=== Text provided ===

Here is an example with txzcat, a component of tzxtools.

$ tzxcat -B zed-rainbow.tzx > zed-rainbow.bas

We conclude that we need to determine which of the instructions aren’t actually executed, as hinted by the instructions onscreen and in the comment on line 120. We perform the tracing carefully, occasionally needing to look up the definitions of the routines for BASIC keywords, and then conclude that the lines not run are as follows. We consider a comment, REM, to be run when the control flow of the program runs over it. The DATA instructions have their data used.

170  CLSV
280  INPUT OI
400  GO TO 2030G
450  REM Half of the CIRCLEs are doneE
480  NEXT ON
520  REM Half of the DRAW are done, maybeE
2090 RUN 400R
2100 REM This is really confusingE
2580 COPYZ
2600 CLEARX
4242 REM "________ (8)"SPECTRUM

After creating this list, it looks like it ends in an 8 length blank. Based on the comment at line 130, “How did I type those in???” we consider how this program would have been written on a ZX Spectrum. They would have been written on the keyboard of the computer. It looks like this:

Using this mapping we extract a cluephrase, VIGENERE ZX ________ (8), and solve the blank to SPECTRUM. We decode the red letters KDPKWZHWKXB, with Vigenère cipher key SPECTRUM (blue arrow), and yield the cluephrase SOLID INK SIX, with enumeration (5 6). Since INK is a Spectrum BASIC keyword, and INK 6 is the color yellow, the answer is SOLID YELLOW.

===

* Tasks to complete:
- 1) Rewrite the part of the ZX Spectrum passage that opens with the words containing "Here is an example" and closes with "their data used.", substituting "walkthrough" for "tracing".
- 2) Pick up the ZX Spectrum passage after its last sentence and carry it further.
The material here plays no role in this work.

=== Rows ===

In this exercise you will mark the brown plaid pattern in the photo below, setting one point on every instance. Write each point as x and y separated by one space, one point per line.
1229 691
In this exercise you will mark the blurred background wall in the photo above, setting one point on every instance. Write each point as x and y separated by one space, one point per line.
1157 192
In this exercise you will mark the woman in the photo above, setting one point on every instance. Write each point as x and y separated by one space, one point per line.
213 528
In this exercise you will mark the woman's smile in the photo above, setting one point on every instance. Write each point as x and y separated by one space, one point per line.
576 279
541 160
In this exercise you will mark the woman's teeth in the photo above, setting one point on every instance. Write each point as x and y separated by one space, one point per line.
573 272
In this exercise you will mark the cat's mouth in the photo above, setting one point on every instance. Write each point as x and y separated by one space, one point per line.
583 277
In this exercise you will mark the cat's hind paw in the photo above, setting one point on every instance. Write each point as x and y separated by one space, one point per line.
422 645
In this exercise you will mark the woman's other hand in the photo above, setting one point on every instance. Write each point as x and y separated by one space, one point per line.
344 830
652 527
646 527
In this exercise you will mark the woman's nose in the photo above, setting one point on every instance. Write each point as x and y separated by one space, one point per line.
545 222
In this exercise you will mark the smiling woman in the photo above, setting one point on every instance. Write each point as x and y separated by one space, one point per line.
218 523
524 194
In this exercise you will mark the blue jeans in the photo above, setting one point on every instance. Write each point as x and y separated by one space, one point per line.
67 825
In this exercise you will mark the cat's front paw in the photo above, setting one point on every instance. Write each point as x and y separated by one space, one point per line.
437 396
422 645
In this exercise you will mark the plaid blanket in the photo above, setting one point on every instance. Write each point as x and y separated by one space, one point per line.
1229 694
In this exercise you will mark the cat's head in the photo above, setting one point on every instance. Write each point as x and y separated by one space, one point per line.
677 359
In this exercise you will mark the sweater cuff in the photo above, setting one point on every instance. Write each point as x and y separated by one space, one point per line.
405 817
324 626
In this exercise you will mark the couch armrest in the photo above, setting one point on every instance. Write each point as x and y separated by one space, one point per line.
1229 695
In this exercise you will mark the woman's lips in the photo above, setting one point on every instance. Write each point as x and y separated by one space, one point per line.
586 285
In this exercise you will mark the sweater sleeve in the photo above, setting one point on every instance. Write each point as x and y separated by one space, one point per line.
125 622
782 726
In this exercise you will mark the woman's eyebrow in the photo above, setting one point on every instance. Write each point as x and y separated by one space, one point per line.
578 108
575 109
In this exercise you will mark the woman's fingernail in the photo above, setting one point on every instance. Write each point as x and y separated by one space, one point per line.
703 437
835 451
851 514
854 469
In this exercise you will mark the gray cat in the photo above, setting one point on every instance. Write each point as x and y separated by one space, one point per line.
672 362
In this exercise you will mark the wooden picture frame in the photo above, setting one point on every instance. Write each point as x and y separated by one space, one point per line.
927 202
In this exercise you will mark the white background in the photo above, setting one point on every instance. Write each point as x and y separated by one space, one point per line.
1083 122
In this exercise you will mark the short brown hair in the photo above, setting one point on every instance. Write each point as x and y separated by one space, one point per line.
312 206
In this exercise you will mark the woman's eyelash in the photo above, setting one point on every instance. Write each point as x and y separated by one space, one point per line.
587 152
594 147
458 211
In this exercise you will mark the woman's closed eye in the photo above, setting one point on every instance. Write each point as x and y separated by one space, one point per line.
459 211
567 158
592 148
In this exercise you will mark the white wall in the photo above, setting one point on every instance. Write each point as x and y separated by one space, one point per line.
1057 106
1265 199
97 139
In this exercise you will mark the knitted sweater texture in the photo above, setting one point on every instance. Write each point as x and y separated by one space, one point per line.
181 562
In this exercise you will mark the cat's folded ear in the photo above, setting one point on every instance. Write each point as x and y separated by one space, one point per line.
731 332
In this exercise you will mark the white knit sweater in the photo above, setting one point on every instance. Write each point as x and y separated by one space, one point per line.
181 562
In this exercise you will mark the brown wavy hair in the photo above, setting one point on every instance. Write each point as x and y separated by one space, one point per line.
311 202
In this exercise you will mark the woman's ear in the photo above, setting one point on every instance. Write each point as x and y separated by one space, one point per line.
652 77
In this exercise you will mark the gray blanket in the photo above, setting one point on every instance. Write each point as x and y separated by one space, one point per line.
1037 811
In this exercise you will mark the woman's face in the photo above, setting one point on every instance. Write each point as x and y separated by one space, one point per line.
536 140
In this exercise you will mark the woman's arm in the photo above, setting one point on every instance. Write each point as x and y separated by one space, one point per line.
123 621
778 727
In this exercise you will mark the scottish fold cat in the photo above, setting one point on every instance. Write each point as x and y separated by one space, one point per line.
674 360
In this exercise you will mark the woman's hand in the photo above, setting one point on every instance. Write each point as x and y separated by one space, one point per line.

===

* Outputs for the tasks:
- 1)
Here is an example with txzcat, a component of tzxtools.

$ tzxcat -B zed-rainbow.tzx > zed-rainbow.bas

We conclude that we need to determine which of the instructions aren’t actually executed, as hinted by the instructions onscreen and in the comment on line 120. We perform the walkthrough carefully, occasionally needing to look up the definitions of the routines for BASIC keywords, and then conclude that the lines not run are as follows. We consider a comment, REM, to be run when the control flow of the program runs over it. The DATA instructions have their data used.

- 2)
Authors' Notes

This puzzle was heavily inspired by the episode of the podcast Radiolab, Mixtape: Cassetternet. I’d thought about a wide variety of games that I could implement, but programming a game in BASIC is much harder than using great libraries like the z88dk that compile down to Z80 assembly. An arbitrary amount of time could be put into the puzzle, but in the end I decided to keep it simpler given time and resources.

References

ZX Spectrum Manual
SAVE Routine (how the WAV file is encoded)
BASIC Encoding / Assembly
TAP Format
TZX Format
Emulators List (I recommend FUSE for UNIX/Mac and ZX Spectrum 4 .net for Windows)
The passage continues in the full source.